[Dataset excerpts]
=====

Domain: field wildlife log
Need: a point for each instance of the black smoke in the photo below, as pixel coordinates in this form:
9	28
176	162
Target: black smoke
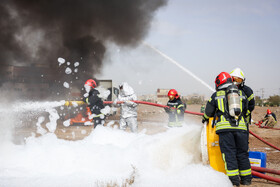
40	31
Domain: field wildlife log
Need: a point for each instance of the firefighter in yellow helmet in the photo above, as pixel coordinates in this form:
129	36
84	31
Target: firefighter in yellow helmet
228	107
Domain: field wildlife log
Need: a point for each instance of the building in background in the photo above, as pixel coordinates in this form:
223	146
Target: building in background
33	82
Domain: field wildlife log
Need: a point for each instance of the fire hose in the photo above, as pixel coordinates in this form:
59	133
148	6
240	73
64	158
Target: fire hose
259	125
254	169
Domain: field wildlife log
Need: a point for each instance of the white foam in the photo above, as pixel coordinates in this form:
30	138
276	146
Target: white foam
109	156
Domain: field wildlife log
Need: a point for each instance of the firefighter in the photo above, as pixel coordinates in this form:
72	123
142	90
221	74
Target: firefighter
228	107
95	103
270	119
175	109
128	115
239	79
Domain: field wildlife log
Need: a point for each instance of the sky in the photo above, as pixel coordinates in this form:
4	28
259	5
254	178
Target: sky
206	38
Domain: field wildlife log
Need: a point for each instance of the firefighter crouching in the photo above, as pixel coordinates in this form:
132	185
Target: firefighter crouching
228	106
175	109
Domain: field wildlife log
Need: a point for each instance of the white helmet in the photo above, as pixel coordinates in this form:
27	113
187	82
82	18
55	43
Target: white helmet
237	72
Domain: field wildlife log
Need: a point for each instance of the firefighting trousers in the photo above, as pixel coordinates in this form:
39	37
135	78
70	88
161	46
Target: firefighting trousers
234	148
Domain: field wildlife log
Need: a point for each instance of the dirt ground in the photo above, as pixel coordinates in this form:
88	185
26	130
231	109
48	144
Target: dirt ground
154	119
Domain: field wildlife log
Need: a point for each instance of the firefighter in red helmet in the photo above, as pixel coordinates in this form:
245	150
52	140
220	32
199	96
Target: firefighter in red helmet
175	109
95	103
228	106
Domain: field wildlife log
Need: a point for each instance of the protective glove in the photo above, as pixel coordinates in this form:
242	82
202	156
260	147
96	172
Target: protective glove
204	119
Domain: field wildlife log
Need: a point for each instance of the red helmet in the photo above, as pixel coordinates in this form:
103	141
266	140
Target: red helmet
173	92
91	83
222	79
268	111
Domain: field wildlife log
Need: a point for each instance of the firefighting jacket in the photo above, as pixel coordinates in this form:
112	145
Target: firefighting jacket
217	107
128	107
94	102
176	114
250	97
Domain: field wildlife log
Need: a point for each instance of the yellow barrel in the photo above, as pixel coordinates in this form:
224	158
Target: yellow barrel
211	153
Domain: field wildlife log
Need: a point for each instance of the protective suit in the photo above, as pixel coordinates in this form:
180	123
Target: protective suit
270	120
128	113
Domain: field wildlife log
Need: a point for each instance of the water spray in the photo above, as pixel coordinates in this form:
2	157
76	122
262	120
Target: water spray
180	66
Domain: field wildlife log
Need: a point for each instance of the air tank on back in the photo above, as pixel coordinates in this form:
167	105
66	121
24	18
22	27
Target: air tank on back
233	101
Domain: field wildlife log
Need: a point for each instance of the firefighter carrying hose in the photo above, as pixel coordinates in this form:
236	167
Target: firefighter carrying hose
269	119
95	103
175	109
228	106
239	80
128	116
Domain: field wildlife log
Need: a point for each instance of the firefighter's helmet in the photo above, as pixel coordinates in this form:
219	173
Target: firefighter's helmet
223	80
268	111
91	83
173	93
237	72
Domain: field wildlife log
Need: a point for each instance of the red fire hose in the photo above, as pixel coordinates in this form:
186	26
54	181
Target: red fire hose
154	104
254	169
264	141
195	113
273	171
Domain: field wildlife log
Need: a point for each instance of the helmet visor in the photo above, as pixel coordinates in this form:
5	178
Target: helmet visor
237	80
171	97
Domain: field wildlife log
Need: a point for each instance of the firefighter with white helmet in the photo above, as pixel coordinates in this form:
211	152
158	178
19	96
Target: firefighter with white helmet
239	80
128	115
95	103
231	128
175	109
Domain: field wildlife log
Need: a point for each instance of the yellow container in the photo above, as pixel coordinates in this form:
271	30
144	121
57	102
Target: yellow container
210	148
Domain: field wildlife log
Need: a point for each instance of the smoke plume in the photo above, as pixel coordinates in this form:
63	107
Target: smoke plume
39	31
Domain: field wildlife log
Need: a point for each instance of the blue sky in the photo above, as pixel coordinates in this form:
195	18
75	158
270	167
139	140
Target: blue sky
206	37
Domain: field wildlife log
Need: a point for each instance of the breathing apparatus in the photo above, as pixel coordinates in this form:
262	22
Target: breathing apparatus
233	99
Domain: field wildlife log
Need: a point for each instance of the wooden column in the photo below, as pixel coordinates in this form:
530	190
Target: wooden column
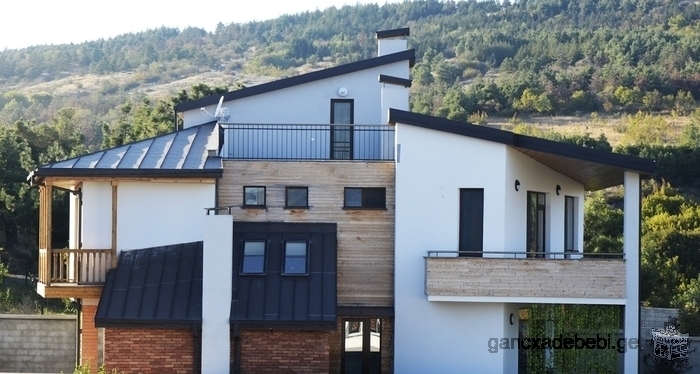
45	199
115	185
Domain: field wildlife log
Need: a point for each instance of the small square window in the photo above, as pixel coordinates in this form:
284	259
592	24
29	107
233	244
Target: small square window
365	198
253	257
297	197
253	196
295	253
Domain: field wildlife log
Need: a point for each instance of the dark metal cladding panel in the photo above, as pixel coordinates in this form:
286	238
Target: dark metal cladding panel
154	286
274	299
185	274
134	293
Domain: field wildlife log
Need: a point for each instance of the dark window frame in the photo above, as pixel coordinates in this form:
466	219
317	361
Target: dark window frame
264	203
286	197
338	130
243	257
306	259
570	218
364	198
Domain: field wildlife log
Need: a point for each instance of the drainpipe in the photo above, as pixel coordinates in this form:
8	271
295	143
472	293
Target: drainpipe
237	348
78	332
197	349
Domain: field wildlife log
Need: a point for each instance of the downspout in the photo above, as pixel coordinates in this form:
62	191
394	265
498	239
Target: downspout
237	348
197	349
78	333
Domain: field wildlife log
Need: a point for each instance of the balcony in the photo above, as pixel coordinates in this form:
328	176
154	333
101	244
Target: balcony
515	277
307	142
78	273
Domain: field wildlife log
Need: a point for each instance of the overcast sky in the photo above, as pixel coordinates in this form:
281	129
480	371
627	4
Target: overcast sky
27	23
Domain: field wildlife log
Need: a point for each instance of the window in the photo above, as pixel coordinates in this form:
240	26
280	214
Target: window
341	136
365	198
296	197
253	196
253	257
569	224
295	254
536	223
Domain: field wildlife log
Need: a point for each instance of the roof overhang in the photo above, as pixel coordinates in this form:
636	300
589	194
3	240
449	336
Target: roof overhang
594	169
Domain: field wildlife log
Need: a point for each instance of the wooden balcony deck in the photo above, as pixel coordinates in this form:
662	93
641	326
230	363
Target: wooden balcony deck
78	273
601	277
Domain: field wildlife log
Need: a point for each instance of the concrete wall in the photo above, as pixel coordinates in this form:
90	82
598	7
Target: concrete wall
33	343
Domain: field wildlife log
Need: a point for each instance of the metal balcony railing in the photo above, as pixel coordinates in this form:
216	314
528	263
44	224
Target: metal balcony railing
308	142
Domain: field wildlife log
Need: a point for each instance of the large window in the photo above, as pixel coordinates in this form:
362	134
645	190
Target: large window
253	196
295	258
341	136
253	257
296	197
536	205
365	198
569	224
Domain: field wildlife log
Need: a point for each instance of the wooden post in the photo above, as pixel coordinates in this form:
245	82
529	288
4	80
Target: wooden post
115	185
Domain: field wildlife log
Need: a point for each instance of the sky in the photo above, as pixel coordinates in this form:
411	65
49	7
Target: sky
41	22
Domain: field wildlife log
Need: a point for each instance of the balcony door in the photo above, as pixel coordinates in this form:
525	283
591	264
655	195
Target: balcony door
471	221
536	205
342	112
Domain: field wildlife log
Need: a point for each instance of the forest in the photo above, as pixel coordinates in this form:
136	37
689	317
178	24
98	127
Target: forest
634	61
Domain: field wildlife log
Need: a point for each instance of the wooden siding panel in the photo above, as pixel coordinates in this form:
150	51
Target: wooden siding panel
597	278
365	237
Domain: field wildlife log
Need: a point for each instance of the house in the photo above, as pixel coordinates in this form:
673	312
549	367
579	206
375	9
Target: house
315	224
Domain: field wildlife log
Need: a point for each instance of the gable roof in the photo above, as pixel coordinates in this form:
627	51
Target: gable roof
178	154
299	79
593	168
154	286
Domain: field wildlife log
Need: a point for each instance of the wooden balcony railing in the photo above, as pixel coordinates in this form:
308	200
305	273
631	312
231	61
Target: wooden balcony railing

=====

▶ ASSIGNMENT: Go through the data above and find the lines with the word "below". Copy each of those lines.

▶ TASK RESULT:
Need: a point for each instance of the black smoke in the photo below, as pixel coordinates in this form:
Need: a point for each instance of the wooden column in the photo below, as pixel coordinates in this form:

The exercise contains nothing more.